| WORK INSTRUCTIONS |
Continue the comment on puppy training mistakes, starting right after its final sentence.

| SELECTED PASSAGE |
Unknown to you your doing the two biggest mistakes that owners make with puppies and the main reason for why peoples now grown up into adult- dogs come to my rehab kennels! That is 1st, to deliberately avoid other dogs when the dog in question is being friendly, over excited or not it's still a happy, positive and friendly interaction this is why it's huge mistake. 2nd is when your pup stops like that on walks not showing meaningful confident leadership, instead you walk back to her, which to her is saying she is a good girl and why she still does it! You dont have to drag her I have one simple technique that will stop that in 2/3 walks...

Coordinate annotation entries
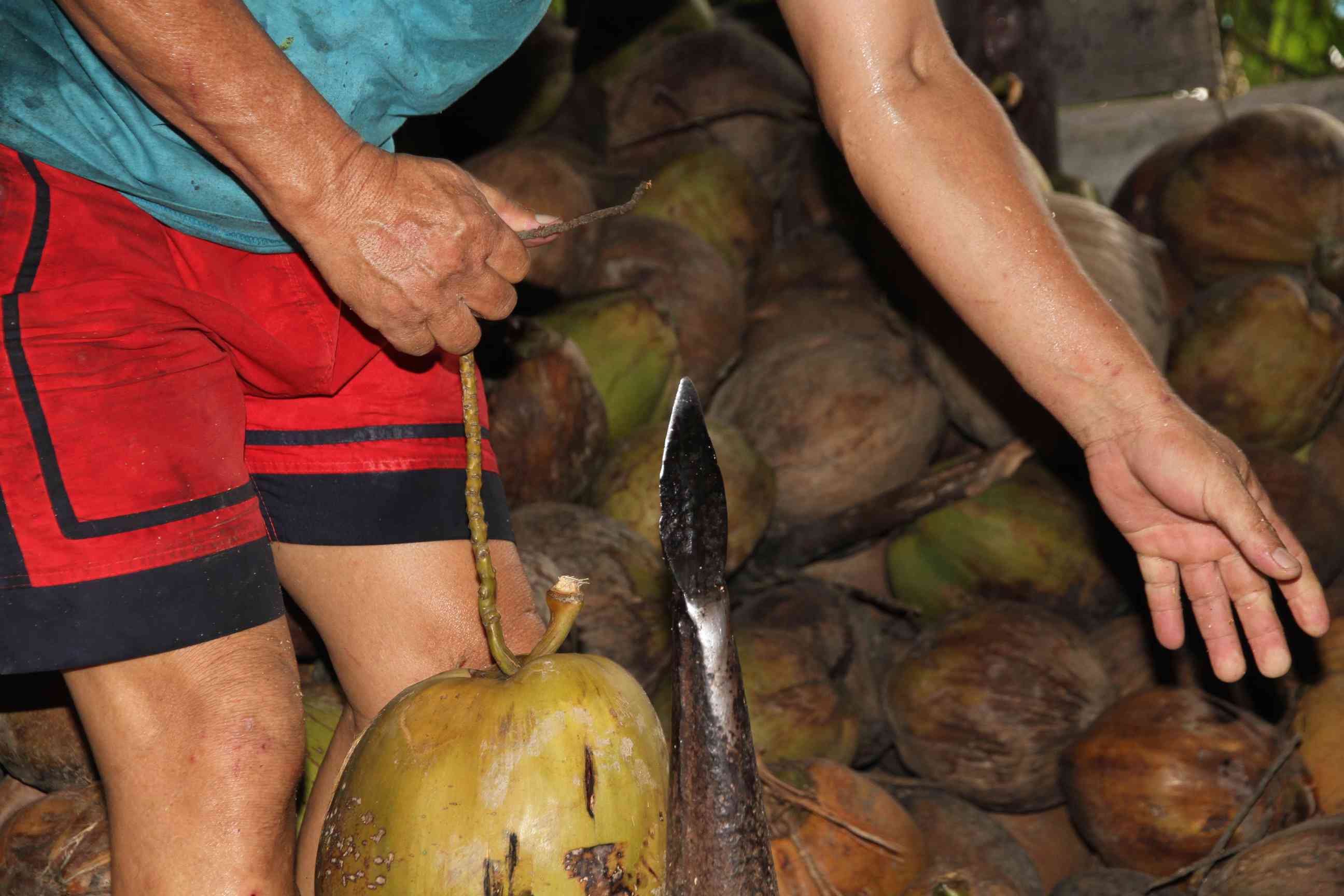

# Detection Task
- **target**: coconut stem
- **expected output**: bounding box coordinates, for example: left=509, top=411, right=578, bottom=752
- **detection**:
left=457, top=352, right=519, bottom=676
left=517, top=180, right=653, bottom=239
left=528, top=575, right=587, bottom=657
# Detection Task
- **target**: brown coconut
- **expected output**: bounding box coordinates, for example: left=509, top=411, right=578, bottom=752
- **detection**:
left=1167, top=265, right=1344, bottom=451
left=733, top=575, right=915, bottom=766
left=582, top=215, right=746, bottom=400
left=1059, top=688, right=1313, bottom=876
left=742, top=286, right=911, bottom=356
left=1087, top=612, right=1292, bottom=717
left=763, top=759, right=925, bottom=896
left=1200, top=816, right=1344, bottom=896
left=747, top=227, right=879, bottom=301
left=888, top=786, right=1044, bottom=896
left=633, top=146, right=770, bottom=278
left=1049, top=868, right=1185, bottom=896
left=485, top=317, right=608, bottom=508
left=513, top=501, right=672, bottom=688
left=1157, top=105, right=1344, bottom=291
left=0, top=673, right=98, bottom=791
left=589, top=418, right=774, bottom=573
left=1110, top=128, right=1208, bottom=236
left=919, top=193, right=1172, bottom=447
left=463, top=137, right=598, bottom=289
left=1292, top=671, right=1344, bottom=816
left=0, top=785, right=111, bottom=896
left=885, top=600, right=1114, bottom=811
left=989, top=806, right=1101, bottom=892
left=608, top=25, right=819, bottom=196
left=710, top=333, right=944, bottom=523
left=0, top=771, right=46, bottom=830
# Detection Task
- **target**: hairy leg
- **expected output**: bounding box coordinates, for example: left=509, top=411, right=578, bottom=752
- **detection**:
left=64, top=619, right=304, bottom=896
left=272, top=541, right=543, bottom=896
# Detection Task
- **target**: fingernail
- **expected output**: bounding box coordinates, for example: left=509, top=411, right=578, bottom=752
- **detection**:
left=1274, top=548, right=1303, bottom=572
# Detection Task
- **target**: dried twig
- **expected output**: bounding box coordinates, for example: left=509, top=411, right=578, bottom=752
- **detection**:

==

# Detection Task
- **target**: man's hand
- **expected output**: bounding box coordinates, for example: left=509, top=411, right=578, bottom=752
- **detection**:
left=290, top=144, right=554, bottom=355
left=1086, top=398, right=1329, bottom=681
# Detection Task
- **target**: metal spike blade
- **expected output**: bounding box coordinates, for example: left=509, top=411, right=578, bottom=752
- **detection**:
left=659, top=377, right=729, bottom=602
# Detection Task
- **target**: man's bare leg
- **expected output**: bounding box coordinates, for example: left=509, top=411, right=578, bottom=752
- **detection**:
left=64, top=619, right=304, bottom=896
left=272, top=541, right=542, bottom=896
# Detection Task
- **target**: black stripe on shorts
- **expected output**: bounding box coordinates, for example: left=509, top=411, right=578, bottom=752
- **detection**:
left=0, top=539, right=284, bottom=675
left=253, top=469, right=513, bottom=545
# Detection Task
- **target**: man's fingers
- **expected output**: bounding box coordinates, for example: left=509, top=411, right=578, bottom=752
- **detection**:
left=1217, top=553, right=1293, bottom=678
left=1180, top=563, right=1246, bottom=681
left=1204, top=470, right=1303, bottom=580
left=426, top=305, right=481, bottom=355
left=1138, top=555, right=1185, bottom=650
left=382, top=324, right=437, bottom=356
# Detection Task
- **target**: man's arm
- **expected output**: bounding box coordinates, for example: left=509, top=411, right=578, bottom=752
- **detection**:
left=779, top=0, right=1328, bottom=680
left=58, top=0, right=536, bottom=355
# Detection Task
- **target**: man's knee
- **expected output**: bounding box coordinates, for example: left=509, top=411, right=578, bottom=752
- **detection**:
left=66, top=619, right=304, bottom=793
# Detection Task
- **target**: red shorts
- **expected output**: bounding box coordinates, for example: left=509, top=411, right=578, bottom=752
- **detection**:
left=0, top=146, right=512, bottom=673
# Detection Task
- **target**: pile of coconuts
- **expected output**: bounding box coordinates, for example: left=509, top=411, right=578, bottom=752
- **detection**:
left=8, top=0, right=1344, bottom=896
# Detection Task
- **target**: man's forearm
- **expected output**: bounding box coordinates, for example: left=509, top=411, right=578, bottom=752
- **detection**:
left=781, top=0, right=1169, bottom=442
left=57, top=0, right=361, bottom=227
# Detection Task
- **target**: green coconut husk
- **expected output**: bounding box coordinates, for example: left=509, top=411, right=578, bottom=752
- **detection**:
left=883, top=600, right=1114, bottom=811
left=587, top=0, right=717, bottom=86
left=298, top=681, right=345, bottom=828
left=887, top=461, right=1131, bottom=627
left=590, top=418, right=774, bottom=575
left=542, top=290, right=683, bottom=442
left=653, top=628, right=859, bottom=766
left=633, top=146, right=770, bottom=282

...

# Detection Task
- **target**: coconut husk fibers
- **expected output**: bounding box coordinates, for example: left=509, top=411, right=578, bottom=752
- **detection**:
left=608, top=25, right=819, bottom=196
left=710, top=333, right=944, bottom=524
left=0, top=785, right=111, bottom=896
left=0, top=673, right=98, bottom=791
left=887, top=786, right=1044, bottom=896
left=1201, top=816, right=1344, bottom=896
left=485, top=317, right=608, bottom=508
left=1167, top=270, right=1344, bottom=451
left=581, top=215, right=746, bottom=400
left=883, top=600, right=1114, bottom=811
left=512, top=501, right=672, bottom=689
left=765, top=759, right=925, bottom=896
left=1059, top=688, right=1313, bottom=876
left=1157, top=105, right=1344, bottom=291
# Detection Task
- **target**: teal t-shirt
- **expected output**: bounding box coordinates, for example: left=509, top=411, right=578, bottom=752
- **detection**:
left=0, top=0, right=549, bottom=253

| OUTPUT FOR THIS EXERCISE |
The dog knows he's being friendly and yes he may be over excited and interacting all wrong but that is probably because you got him between 6 + 8wks old, am I right to assume that? Puppies that leave there mother before 10wks of age (really pups should stay until 12wks old) miss out on the most crucial learning stage from there mum of there young lives! Between 7 and 11wks old there mum teaches them the last thing she does before kicking them out on there own and thats social skills, body language and confidence to go there own way. Which now because of that crucial stage missed you are now seeing the consequences of it! You story is identical the pups behaviour is identical and it's so common these days, I see it day in day out 365 days a year. Every dog I have in with these issues, have the same beginning... being taking away from mum to soon! Separation anxiety is another issue that stems from this to!

However what is done is done you can't take her back to mum so your going to have to work hard to resolve this, it will be repetitive, tedious in some parts but I promise you if you don't change the way your doing things now the dog will become one of those dogs that barks and goes for every dog and is aggressive, and who will likely get separation anxiety along with dominant behaviour over you!

Ill help you if you need me too, but this has already been a long reply so start a conversation with me and I will advise you on exactly what to do so you have a happy, behaved, balanced pup as well as in adulthood.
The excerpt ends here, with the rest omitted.